--- WHAT IS NEEDED ---
Render the records from the line with "find the snow-covered slope" to the line with "Query: green spiky leaf cluster" as a Markdown table with a No. column numbering the rows and an Entry column holding each line, skipping blank lines. Leave the pictures out.

--- MATERIAL TO PROCESS ---
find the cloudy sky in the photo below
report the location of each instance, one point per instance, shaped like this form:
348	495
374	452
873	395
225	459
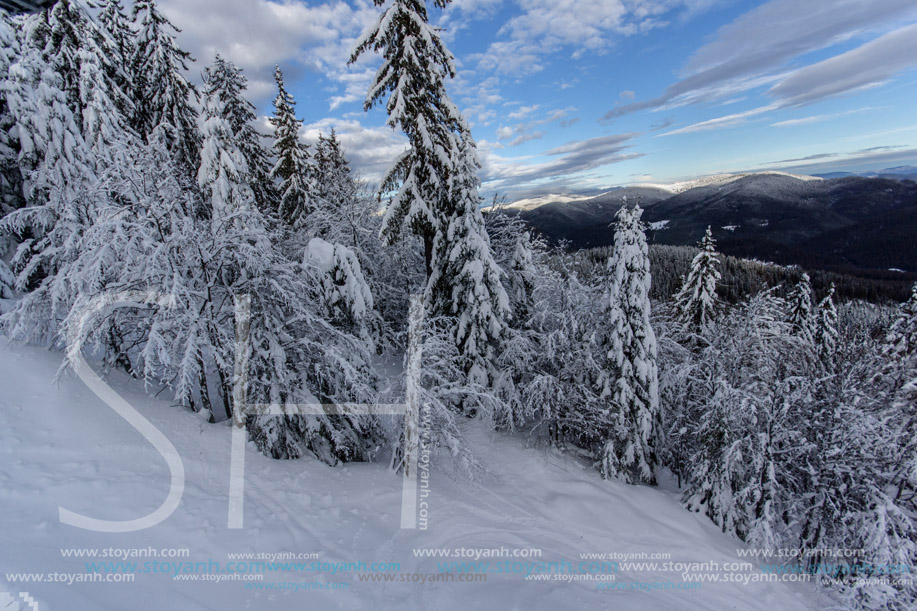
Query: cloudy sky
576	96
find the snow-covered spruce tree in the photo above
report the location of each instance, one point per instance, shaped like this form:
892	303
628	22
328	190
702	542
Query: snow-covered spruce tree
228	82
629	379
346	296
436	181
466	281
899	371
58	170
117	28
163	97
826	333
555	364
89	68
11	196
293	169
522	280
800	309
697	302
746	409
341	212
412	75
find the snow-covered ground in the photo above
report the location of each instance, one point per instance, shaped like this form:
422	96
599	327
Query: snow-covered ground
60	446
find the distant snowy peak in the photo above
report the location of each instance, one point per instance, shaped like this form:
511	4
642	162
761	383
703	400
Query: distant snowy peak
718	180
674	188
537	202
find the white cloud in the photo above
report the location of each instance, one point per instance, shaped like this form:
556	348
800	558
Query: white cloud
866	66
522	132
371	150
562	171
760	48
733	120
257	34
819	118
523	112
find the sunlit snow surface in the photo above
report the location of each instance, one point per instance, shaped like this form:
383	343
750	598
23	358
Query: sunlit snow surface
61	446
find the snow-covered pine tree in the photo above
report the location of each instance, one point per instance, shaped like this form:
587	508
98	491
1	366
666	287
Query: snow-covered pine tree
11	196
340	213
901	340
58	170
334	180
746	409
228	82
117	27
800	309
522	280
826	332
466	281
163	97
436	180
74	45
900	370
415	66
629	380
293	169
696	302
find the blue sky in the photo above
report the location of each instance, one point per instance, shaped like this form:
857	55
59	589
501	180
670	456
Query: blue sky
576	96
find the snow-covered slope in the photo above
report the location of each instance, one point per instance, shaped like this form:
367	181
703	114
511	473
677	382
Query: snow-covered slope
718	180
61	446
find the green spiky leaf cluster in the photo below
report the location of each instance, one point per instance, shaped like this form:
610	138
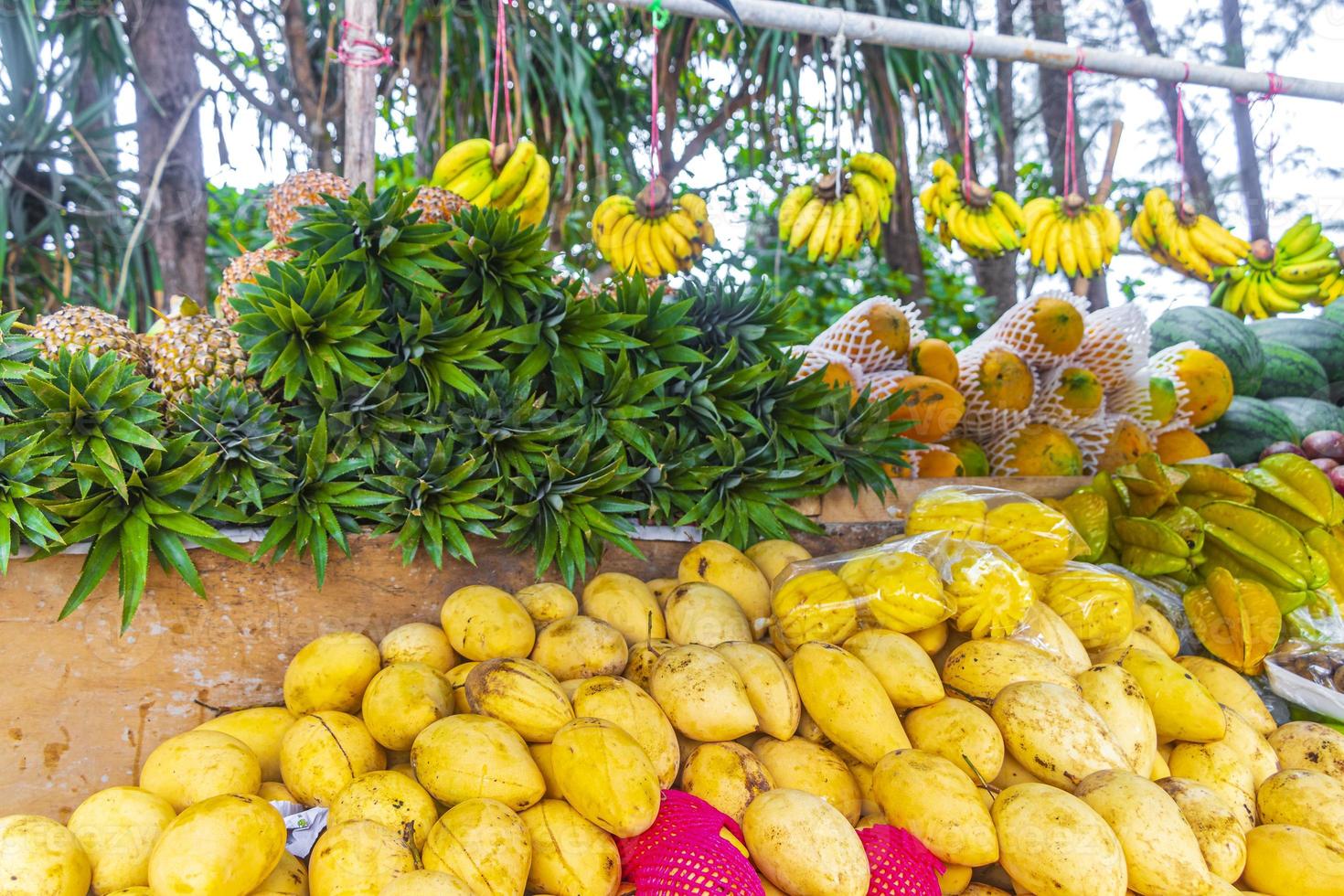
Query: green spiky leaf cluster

---

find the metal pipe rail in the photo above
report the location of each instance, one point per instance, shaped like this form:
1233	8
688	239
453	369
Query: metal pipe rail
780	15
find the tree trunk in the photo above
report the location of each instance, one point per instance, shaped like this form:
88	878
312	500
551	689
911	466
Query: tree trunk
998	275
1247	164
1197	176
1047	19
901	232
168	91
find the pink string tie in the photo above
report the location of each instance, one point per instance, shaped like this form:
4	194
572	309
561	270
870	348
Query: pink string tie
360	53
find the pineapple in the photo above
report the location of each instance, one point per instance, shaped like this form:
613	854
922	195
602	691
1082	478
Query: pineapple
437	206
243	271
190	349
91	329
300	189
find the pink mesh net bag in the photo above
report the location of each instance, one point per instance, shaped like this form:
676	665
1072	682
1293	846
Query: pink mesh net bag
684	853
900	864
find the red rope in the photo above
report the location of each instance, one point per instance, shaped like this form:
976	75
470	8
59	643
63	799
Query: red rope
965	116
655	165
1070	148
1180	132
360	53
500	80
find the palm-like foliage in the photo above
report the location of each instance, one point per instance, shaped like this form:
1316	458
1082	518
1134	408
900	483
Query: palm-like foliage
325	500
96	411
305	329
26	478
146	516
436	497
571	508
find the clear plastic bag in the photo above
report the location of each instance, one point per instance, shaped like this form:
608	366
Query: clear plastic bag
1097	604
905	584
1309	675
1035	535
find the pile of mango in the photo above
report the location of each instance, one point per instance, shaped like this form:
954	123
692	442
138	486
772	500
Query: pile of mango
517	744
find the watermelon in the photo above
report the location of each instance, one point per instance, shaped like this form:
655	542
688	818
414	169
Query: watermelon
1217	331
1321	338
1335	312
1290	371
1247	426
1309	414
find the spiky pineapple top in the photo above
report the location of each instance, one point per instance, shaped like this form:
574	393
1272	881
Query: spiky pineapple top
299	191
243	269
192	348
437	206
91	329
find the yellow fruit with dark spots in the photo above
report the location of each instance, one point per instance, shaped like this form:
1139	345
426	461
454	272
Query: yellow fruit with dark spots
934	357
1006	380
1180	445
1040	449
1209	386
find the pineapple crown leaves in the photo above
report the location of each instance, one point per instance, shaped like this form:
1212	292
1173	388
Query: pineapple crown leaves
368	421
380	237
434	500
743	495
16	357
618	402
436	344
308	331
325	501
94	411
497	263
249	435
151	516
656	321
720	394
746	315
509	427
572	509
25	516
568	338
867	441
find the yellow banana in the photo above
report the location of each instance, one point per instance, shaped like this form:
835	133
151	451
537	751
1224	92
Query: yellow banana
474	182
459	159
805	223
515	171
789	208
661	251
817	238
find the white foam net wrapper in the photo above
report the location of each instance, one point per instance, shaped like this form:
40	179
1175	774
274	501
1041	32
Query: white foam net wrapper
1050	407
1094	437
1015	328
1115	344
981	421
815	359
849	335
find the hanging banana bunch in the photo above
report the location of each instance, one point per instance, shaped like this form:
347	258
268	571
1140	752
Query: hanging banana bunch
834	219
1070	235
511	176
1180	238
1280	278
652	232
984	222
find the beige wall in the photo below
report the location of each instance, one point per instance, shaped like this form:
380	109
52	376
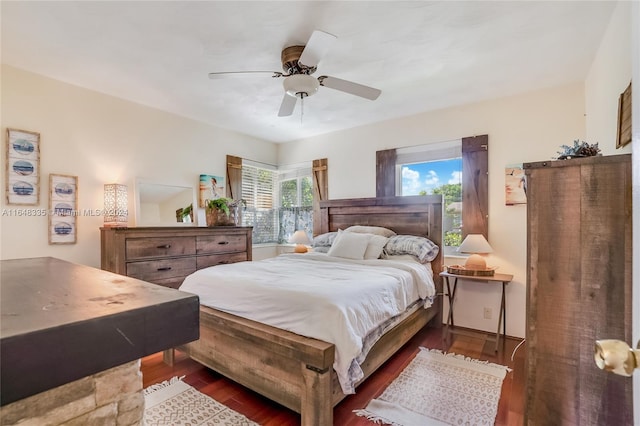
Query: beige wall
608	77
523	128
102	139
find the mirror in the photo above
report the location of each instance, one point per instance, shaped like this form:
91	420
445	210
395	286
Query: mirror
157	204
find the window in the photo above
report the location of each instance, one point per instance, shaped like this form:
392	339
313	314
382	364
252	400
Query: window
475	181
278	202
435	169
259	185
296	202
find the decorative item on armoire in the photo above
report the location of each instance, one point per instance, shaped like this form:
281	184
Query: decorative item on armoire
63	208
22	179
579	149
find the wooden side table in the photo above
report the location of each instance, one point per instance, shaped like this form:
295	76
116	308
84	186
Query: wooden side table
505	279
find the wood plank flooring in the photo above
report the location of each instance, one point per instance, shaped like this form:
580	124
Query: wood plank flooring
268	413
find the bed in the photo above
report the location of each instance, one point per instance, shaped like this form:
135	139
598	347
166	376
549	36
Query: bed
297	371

==

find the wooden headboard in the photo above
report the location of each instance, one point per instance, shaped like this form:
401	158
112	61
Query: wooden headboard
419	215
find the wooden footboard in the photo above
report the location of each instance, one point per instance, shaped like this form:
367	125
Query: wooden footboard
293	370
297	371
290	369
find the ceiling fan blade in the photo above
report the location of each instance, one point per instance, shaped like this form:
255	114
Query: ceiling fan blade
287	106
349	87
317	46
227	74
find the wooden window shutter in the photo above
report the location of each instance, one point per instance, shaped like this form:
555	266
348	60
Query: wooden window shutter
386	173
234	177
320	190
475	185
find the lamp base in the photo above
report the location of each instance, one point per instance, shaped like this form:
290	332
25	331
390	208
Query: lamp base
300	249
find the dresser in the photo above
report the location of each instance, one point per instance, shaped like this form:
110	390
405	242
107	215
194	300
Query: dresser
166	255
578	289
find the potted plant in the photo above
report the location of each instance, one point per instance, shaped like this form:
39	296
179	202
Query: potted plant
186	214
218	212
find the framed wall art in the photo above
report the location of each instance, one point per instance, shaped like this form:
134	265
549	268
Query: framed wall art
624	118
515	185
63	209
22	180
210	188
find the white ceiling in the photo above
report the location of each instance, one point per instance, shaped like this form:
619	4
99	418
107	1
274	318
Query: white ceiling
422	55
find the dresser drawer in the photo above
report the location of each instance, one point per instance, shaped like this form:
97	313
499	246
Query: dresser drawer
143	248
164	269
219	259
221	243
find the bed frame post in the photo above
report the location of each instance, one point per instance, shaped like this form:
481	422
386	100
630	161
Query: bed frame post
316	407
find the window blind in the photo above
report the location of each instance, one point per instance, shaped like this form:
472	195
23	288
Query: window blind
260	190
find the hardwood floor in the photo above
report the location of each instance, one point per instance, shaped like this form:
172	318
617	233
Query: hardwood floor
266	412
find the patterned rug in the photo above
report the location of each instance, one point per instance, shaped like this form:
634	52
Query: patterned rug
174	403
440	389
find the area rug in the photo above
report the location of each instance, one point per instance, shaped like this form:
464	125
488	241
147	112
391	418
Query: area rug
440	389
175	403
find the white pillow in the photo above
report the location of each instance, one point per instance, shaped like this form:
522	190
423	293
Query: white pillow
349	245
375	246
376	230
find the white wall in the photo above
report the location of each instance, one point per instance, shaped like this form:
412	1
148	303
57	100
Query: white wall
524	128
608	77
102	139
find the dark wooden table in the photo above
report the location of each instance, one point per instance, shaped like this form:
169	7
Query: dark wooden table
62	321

--- REPLY TO THE EXERCISE ---
| No. | Entry |
|---|---|
| 1 | find the snow-covered slope in the photo above |
| 2 | report the location of each instance, one point per instance, shaped like this form: |
| 3 | 367	181 |
| 4 | 703	114 |
| 5 | 511	473 |
| 6 | 677	382 |
| 7 | Query: snow-covered slope |
| 8 | 718	180 |
| 9 | 61	446 |
| 10 | find the green spiky leaf cluster in the photo below |
| 11 | report the location of each instance, one point per instance, shaped like this form: |
| 12 | 610	138 |
| 13 | Query: green spiky leaf cluster |